_DIRECTIONS:_
1) Rewrite the part of the uterine cancer text starting with "Because this cancer" and going on through "easier to treat.", switching "biopsy" to "tissue sample".
2) According to the uterine cancer text, what share of women diagnosed with uterine cancer survive five years or more?

Uterine and Endometrial Cancer
Expert gynecological cancer care focused on your needs.
What you need to know about uterine and endometrial cancer
Just under 3 percent of women in the U.S. will be diagnosed with uterine cancer in her lifetime. Survival rates have not changed significantly in recent years. More than 81 percent of these women survive five years or more.
Most uterine cancers start in the lining of the uterus (endometrium), and may be called “endometrial cancer.” Most are adenocarcinomas, meaning they begin in cells that make mucus and other fluids. Cancers that form in the muscle and tissue that support the uterus are called uterine sarcoma and are more rare.
Because this cancer happens inside the uterus, it does not usually show up on a Pap test, but instead is normally diagnosed after a biopsy or other procedure that remove tissue for study.
Symptoms of uterine sarcoma
The main symptom of uterine cancer is unusual vaginal bleeding or other vaginal discharge. This may be heavy bleeding during your periods, bleeding in between your periods, bleeding after sex, or bleeding after menopause. After menopause, it’s not normal for any amount of vaginal bleeding to occur. Report any abnormal bleeding to your healthcare provider right away. Finding uterine sarcoma while it’s small and before it has spread makes it easier to treat.
Other less common symptoms include:
- Pain or a feeling of fullness in the pelvic area or lower belly (abdomen)
- A mass or tumor in the vagina that you can feel
- The need to pass urine often (frequency)

_INFORMATION SUPPLIED:_
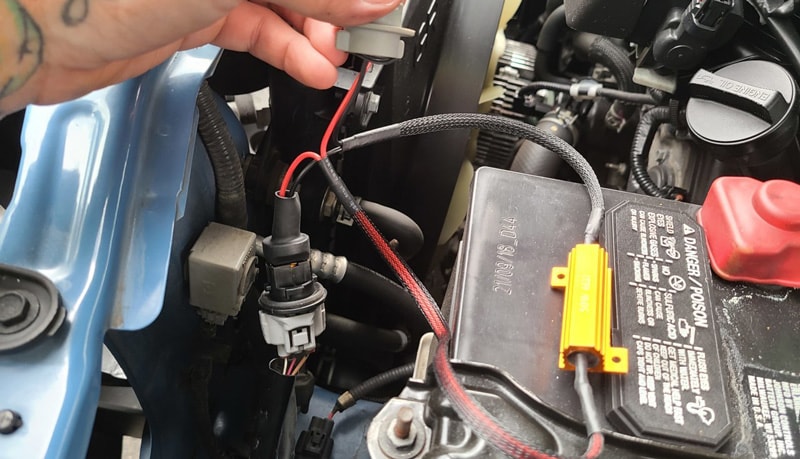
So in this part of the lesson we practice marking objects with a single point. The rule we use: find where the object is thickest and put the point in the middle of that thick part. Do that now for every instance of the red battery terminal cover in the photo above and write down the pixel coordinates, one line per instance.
(753, 230)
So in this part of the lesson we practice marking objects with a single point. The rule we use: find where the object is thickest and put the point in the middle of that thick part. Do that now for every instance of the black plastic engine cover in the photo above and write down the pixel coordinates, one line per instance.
(713, 366)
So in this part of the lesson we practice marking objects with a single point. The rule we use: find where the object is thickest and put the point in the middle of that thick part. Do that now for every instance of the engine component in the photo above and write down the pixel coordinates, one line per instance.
(30, 307)
(221, 269)
(317, 441)
(534, 159)
(687, 36)
(515, 71)
(394, 224)
(696, 353)
(293, 304)
(753, 230)
(586, 320)
(382, 38)
(228, 176)
(746, 114)
(598, 17)
(398, 431)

_EXERCISE SOLUTIONS:_
1)
Because this cancer happens inside the uterus, it does not usually show up on a Pap test, but instead is normally diagnosed after a tissue sample or other procedure that remove tissue for study.
Symptoms of uterine sarcoma
The main symptom of uterine cancer is unusual vaginal bleeding or other vaginal discharge. This may be heavy bleeding during your periods, bleeding in between your periods, bleeding after sex, or bleeding after menopause. After menopause, it’s not normal for any amount of vaginal bleeding to occur. Report any abnormal bleeding to your healthcare provider right away. Finding uterine sarcoma while it’s small and before it has spread makes it easier to treat.

2) More than 81 percent.